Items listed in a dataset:
-- START --

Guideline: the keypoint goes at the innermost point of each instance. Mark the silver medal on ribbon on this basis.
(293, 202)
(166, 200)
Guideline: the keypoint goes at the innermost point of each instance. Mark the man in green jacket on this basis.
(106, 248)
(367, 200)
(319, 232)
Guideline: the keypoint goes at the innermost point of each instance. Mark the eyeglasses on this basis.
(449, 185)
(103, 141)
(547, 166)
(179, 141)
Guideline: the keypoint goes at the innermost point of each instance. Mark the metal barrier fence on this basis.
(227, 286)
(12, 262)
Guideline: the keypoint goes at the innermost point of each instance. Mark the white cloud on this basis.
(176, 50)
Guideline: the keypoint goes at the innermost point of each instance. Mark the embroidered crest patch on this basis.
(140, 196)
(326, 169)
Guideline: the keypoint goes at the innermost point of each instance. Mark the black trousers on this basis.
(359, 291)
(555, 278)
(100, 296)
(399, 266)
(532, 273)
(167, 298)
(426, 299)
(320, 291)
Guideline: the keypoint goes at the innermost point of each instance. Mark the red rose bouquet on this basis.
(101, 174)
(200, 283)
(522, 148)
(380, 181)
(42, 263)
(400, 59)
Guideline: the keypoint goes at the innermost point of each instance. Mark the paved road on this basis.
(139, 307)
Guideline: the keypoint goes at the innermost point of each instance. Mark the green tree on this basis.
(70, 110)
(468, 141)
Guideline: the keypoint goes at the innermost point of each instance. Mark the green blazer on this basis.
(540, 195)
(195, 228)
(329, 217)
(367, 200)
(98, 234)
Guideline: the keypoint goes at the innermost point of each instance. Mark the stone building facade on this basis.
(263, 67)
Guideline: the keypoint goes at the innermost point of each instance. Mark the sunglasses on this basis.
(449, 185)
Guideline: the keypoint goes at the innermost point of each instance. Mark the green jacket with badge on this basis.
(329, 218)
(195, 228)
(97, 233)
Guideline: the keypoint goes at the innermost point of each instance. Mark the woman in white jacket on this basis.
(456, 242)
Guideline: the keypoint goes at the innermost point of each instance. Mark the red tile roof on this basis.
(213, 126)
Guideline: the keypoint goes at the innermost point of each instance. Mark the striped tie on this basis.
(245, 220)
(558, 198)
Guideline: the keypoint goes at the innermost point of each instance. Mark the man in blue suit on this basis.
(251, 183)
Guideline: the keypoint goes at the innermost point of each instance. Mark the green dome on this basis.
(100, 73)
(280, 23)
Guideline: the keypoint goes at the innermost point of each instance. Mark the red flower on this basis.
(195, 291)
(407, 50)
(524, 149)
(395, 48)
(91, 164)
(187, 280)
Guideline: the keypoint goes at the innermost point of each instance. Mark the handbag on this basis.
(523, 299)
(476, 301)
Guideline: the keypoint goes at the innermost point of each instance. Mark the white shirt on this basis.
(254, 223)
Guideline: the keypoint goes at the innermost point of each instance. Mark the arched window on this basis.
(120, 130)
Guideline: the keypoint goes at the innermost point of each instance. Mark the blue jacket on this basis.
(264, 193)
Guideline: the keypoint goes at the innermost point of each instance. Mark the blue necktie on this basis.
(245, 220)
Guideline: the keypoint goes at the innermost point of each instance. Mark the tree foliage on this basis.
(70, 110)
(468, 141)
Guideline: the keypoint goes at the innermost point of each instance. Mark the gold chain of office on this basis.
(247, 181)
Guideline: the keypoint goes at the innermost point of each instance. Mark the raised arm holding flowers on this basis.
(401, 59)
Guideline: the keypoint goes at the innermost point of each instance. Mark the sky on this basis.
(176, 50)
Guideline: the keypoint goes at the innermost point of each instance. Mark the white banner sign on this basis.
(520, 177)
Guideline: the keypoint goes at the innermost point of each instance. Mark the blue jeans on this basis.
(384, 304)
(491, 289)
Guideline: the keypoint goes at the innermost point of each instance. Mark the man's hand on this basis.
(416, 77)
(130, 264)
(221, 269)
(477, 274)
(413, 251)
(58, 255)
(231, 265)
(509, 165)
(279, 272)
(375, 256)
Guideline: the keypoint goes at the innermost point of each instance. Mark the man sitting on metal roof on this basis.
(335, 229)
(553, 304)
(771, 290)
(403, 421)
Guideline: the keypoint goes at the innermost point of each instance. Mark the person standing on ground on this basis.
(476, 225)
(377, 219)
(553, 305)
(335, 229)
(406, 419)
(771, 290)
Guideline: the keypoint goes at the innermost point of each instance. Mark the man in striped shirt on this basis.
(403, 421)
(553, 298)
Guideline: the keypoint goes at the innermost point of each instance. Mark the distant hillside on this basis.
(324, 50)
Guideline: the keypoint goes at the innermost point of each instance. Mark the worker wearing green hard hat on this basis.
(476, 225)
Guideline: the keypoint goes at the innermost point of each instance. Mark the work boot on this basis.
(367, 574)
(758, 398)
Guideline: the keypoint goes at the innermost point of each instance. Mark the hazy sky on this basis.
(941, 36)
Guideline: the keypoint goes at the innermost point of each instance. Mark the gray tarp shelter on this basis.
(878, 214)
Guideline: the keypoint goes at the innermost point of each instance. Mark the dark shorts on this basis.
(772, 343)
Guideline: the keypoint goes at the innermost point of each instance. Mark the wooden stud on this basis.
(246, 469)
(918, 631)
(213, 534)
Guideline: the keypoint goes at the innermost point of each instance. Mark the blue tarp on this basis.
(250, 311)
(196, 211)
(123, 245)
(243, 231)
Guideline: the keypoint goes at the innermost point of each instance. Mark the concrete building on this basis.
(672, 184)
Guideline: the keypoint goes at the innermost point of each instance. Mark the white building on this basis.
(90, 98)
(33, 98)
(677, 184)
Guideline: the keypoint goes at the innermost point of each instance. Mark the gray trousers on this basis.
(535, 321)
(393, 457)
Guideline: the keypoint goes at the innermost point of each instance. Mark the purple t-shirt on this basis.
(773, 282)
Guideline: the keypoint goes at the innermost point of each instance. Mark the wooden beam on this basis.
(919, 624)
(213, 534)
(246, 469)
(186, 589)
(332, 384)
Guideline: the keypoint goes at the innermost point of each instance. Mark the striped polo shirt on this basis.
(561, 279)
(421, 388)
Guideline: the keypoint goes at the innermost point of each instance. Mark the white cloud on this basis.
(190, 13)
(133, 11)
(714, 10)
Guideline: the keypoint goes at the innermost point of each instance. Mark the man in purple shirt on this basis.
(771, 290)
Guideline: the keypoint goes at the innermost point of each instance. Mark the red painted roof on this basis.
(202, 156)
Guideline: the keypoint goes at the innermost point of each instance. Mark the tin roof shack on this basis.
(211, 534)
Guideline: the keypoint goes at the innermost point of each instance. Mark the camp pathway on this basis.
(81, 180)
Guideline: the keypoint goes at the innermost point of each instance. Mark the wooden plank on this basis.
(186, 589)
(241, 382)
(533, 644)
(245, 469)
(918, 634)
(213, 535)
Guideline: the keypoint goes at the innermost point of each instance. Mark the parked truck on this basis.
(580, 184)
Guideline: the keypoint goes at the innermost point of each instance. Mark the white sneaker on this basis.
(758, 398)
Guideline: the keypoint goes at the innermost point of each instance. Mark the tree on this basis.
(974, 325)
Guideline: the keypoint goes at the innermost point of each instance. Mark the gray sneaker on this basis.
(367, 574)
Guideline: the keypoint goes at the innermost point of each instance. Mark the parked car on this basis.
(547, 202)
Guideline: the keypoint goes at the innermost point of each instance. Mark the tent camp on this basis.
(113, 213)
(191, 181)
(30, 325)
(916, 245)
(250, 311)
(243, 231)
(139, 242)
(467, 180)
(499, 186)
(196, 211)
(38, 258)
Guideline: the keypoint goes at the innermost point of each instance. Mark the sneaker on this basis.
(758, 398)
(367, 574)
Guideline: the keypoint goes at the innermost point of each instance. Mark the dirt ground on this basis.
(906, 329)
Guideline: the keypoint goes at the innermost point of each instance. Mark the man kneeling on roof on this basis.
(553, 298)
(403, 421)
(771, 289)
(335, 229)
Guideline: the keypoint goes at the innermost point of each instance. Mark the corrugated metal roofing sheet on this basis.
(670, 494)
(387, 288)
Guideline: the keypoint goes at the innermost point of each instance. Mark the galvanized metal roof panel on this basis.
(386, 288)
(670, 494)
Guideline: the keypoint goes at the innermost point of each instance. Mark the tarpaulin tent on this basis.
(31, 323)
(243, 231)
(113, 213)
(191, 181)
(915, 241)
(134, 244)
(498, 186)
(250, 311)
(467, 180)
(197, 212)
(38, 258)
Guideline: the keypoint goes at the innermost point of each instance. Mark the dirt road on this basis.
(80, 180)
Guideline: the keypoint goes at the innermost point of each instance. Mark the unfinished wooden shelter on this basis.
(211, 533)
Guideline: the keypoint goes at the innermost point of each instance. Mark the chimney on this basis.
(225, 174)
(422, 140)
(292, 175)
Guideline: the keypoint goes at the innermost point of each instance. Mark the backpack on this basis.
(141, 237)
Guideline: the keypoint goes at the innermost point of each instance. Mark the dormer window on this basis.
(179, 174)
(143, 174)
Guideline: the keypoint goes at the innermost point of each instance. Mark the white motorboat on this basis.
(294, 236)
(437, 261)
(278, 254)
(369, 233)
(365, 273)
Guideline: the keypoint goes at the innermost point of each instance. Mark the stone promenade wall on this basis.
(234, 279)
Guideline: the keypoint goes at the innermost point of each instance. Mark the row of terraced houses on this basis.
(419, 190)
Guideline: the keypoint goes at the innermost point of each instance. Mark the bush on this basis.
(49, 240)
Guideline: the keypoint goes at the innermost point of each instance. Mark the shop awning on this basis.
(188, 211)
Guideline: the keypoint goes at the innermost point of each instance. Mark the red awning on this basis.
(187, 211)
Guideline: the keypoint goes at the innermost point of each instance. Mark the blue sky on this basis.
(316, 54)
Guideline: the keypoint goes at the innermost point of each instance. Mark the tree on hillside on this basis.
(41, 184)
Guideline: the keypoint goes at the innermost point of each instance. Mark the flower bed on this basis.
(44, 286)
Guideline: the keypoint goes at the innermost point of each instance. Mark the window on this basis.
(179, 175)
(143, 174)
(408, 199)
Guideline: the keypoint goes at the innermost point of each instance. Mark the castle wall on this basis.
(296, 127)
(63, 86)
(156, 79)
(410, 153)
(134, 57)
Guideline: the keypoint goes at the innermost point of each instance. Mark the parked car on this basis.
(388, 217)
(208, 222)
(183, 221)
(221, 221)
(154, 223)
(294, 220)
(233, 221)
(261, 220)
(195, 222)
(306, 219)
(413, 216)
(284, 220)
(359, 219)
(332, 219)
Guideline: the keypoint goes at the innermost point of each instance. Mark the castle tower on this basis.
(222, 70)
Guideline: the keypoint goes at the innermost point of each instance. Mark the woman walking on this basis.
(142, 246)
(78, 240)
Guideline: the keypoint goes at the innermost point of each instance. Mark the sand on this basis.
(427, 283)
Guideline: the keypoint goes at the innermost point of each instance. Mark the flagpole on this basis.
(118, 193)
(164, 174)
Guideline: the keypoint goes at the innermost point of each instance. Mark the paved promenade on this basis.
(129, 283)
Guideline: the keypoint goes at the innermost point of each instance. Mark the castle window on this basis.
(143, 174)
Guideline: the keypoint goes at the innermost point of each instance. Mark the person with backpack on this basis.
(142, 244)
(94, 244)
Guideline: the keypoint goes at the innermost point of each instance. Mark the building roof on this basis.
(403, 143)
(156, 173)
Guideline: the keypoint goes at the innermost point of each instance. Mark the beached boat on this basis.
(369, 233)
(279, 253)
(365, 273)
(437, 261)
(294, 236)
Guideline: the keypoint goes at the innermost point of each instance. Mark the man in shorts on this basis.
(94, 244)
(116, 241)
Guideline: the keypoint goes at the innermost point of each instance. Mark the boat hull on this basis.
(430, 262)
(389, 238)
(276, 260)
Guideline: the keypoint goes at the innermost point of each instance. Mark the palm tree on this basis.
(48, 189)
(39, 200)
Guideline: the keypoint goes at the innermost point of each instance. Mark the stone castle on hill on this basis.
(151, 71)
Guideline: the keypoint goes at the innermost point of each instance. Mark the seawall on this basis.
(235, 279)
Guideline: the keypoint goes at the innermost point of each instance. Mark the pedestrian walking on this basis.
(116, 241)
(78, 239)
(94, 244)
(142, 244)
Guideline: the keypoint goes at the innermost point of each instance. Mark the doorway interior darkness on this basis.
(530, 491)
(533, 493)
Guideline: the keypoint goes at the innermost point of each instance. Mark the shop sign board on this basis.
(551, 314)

-- END --

* What the exercise asks *
Please lay out everything from the line containing "building roof on this basis." down to the end of the lines as a two-column CSV with columns named instruction and keypoints. Give one row per line, holding its text and its answer, each in a single quoted field with line breaks turned into spaces.

* Finished answer *
instruction,keypoints
"Guideline: the keypoint goes at the innermost point of each instance. Mark the building roof on this basis.","(403, 143) (156, 173)"
"Guideline: the keypoint goes at the innermost point of each instance. Mark the beached boat on this basis.","(369, 233) (279, 253) (365, 273) (437, 261) (294, 236)"
"Guideline: the keypoint goes at the innermost point of each instance. Mark the man in shorts on this basis.","(94, 244) (116, 241)"
"Guideline: the keypoint goes at the innermost point of each instance. Mark the boat hull on this basis.","(430, 262) (389, 238) (276, 260)"
"Guideline: the keypoint goes at the innermost point of each instance. Mark the palm tree on this basis.","(48, 189) (39, 200)"
"Guideline: the keypoint goes at the innermost point of each instance. Mark the stone castle on hill on this basis.","(151, 71)"
"Guideline: the keypoint goes at the innermost point of each instance. Mark the seawall on this basis.","(235, 279)"
"Guideline: the keypoint goes at the innermost point of each instance. Mark the pedestrian walking on this basis.","(116, 241) (78, 239) (94, 244) (142, 244)"
"Guideline: the keypoint goes at the innermost point of each instance. Mark the doorway interior darkness on this basis.","(530, 491) (533, 493)"
"Guideline: the keypoint goes at the innermost point of each instance. Mark the shop sign board on this basis.","(551, 314)"